## Set problem
All of the records below must be output exactly, with no pictures carried over.

++++ Dataset content ++++

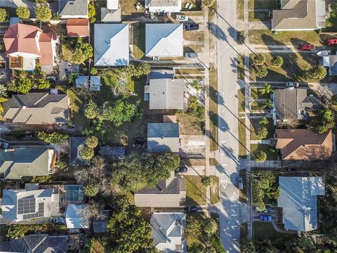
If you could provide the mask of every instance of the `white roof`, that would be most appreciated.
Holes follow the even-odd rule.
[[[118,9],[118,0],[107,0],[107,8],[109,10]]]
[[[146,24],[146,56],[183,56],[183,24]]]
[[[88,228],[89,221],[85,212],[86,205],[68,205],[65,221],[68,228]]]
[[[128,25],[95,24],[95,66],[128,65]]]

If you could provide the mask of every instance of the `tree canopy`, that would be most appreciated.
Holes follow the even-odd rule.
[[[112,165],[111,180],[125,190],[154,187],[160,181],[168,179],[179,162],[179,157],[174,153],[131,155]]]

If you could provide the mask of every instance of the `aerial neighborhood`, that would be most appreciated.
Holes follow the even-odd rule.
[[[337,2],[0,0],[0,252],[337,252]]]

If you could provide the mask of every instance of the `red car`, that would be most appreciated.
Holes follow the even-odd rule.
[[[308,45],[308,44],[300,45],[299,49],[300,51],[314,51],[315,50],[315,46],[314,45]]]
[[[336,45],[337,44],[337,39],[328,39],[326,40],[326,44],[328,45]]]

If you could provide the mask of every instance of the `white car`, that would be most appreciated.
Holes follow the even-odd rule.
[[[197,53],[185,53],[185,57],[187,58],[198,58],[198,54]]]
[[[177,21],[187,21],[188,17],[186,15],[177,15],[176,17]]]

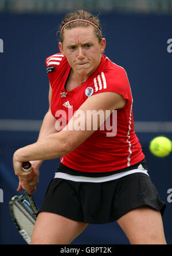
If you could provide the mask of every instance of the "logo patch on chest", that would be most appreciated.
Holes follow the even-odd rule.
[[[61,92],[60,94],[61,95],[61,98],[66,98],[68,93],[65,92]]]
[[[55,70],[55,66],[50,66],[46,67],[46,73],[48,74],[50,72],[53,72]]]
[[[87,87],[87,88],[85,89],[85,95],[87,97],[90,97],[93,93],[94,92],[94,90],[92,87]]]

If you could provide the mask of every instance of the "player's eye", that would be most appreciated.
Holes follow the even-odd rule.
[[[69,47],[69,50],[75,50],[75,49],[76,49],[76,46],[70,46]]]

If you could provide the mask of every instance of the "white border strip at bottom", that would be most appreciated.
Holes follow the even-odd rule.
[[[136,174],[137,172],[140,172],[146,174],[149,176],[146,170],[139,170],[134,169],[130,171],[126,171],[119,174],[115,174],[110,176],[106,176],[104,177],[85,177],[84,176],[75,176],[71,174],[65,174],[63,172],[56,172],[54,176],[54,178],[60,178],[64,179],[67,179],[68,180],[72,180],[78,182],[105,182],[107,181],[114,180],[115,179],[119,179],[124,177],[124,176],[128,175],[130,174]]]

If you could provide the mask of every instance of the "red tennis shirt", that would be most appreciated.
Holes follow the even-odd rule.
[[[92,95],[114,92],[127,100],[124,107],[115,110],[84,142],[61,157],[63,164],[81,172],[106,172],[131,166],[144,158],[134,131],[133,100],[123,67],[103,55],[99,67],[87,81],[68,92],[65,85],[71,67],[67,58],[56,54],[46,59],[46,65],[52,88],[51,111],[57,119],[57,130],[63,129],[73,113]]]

++++

## Task output
If you could provide the mask of every instance of the `white roof`, that would be most appreciated.
Holes follow the even-odd rule.
[[[118,9],[118,0],[107,0],[107,8],[109,10]]]
[[[146,24],[146,56],[183,56],[183,24]]]
[[[88,228],[89,221],[85,212],[86,205],[68,205],[65,221],[68,228]]]
[[[128,25],[95,24],[95,66],[128,65]]]

If you could provide the mask of every instance of the `tree canopy`, that would be most appreciated.
Holes follow the even-odd rule.
[[[112,165],[111,180],[125,190],[154,187],[160,181],[168,179],[179,162],[179,157],[174,153],[131,155]]]

If you could provide the mask of every instance of the `aerial neighborhood`, that would be most appreciated.
Holes follow the even-odd rule.
[[[337,2],[0,0],[0,252],[337,252]]]

If you could provide the mask of every instance of the `red car`, that would be most appreciated.
Holes follow the even-odd rule.
[[[308,45],[308,44],[300,45],[299,49],[300,51],[314,51],[315,50],[315,46],[314,45]]]
[[[336,45],[337,44],[337,39],[328,39],[326,40],[326,44],[328,45]]]

If you could provide the mask of every instance of the `white car`, that would be most appreciated.
Holes follow the even-odd rule.
[[[197,53],[185,53],[185,57],[187,58],[198,58],[198,54]]]
[[[177,21],[187,21],[188,17],[186,15],[177,15],[176,17]]]

If you could provide the mask of every instance of the "logo patch on chest", that would be most appreciated.
Holes follow the even-odd rule.
[[[61,92],[60,94],[61,95],[61,98],[66,98],[68,93],[65,92]]]
[[[55,70],[55,66],[50,66],[46,67],[46,73],[48,74],[50,72],[53,72]]]
[[[87,87],[87,88],[85,89],[85,95],[87,97],[90,97],[93,93],[94,92],[94,90],[92,87]]]

If you could provide the mask of every instance of the "player's eye", that would be most appreciated.
Holes follow the even-odd rule.
[[[69,47],[69,50],[75,50],[75,49],[76,49],[76,46],[70,46]]]

If you could provide the mask of every instance of the "white border strip at bottom", that would be most appreciated.
Holes follow the even-odd rule.
[[[136,174],[137,172],[140,172],[146,174],[149,176],[146,170],[139,170],[134,169],[130,171],[126,171],[119,174],[115,174],[110,176],[106,176],[104,177],[85,177],[84,176],[75,176],[71,174],[65,174],[63,172],[56,172],[54,176],[54,178],[60,178],[64,179],[67,179],[68,180],[72,180],[78,182],[105,182],[107,181],[114,180],[115,179],[119,179],[124,177],[124,176],[128,175],[130,174]]]

If you could provide the mask of every instance of the "red tennis shirt", that would be most appreciated.
Holes follow the even-odd rule.
[[[92,95],[114,92],[127,100],[124,107],[115,110],[84,142],[61,157],[63,164],[81,172],[106,172],[131,166],[144,158],[134,131],[133,100],[123,67],[103,55],[99,67],[87,81],[68,92],[65,85],[71,67],[67,58],[56,54],[46,59],[46,65],[52,88],[51,111],[57,119],[57,130],[63,129],[73,113]]]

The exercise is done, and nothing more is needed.